Requirements:
Could you continue the forum discussion about blockchain and triple entry accounting below, picking up right after its last paragraph, the quoted description of decentralized oracles?

Passage to read:
So if there could be a common accounting ledger that could be verified it would be a big improvement. The question is though would that be 10x better? Or rather enough to get the various stakeholders to adopt the ledger. So far. No.


What about triple entry accounting requires the blockchain? Or how does triple entry accounting benefit from being on the blockchain? Or a distributed ledger in general? The shitty book keeping you encountered will always be cheaper, faster, and easier than the “better” alternative. The people like SBF with a black hole of excel nonsense as their “accounting system” aren’t going to be persuaded to take up triple entry accounting— on the Blockchain or otherwise.


I am not aware of any other triple entry accounting system or proposal other than the block chain ecosystem. But I have been a crypto curmudgeon and skeptic so I don’t follow it closely. Honestly it was the only idea that didn’t make me throw up a little when I would talk to crypto fans. It was my little tactic to find common ground.

Excel may be cheaper and faster for companies but governments care about legitimacy and could probably end up forcing implementation. So imagine that instead of county deed offices that have physical books dating back hundreds of years with title info, they had a blockchain ledger then the third party systems the evolved on top to make title transfer lowers friction will technically not being a true legal transfer could have a middle ground where the transaction has the certainty and legitimacy of a public record and the low friction of a digital transaction rather than physically having to go to each county to record the transaction.

Similarly all large banks now have to submit stress tests to the federal reserve and one of the hardest things to do is trace asset transfers and liabilities to get at contagion risk. If regulators were smart they would mandate a blockchain or time series database so that unwinding transactions didn’t have to happen through junior attorney and bankers manual review of transfers in bankruptcy court.


I still don't understand why this is better on a blockchain than a database.

Transactions are harder to do, they take longer, they're massively more inefficient, etc. And what do we gain from this? Blockchains are not immutable (as we've seen), they're usually controlled by a single entity or group of entities (as we've seen), they're public but in a bad way - as soon as the connection between a person and a key is revealed, that person's entire transaction history is revealed. And so on.

I know that "all these problems are being solved" but you could solve them all in an instant by just using a database and having sufficient oversight over who gets to manage it. I don't understand the enthusiasm to use a blockchain here (or anywhere)


Blockchain also only works the way people intend in entirely digital domains.

As soon as you tie it to real-world assets it's no different than an Excel sheet because you must validate everything manually anyways.


This is called the Oracle Problem.

It can work outside of the digital realm.

https://blockpit.io/en/blog/how-to-solve-the-oracle-problem/

> A decentralized oracle uses a decentralized network of nodes to obtain real-life data from off-chain sources of information and transfer it to smart contracts on-chain. These decentralized oracles are like public libraries with multiple sources of information. Using many sources of information helps to minimize counterparty risk. More importantly, decentralized oracles aim to reduce concerns about reliability and trust because oracles that provide false data will be penalized for data manipulation.

Dataset extract:

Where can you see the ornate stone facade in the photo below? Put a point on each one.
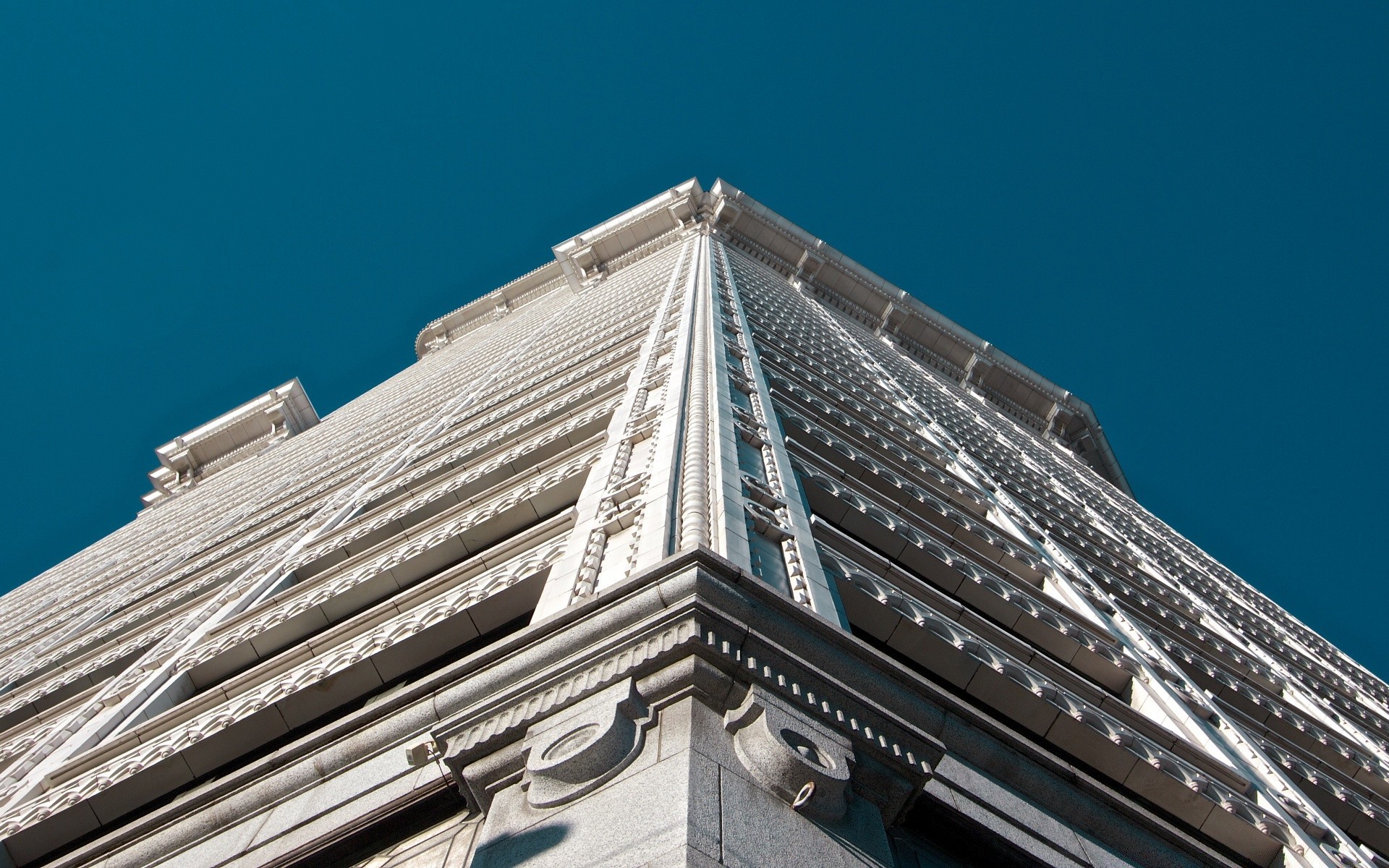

Response below:
If two rival businesses are transacting with each other, and they don’t really trust each other fully, which one hosts the database?

Whoever hosts the database is in a position to manipulate data to the disadvantage of the other. Which entity gives in and gives up that power to the other? Why should either party agree to take on that sort of counterparty risk when they don’t have to?

Also, what instances of non-immutable blockchains are you referring to? Blockchains by definition are immutable post-finality.


The two rivals write a contract? The contract involves a 3rd party that's mutually agreed upon by the rivals?

If the two rivals can't abide by a contract, a blockchain wouldn't resolve the scenario either. Imagine "bug vs boot" or "shooting war" kinds of contract violations where overwhelming force is in play; why would a blockchain make a difference?

Human history has lots of "people don't trust each other" scenarios, and they've been resolved in the past, with reasonable efficiency, without blockchain.


My point is not that the problem cannot be solved by traditional approaches, but rather to identify that it is a problem that somehow needs to be solved. It's something that people need to expend resources and take on risk to solve.

The reason so much time is spent negotiating legal agreements is to reduce the surface area of dispute. On one hand, we want to reduce the possibility of misunderstandings that could lead to a "shooting war" as you put it, and also to reduce as much as possible the scope of the matter that may need to be evaluated by a court in the event of a litigation.

Using a blockchain in a situation like this can make achieving both of those objectives much easier and less costly from both legal and operating points of view. There would still need to be some contractual relationship among the participants, but the scope of the contract can be simplified and reduced.

And if the number of participants involved exceeds two entities, a blockchain can vastly simplify the relationships of all the participants with each other, without needing to empower a centralized entity to coordinate among all the participants.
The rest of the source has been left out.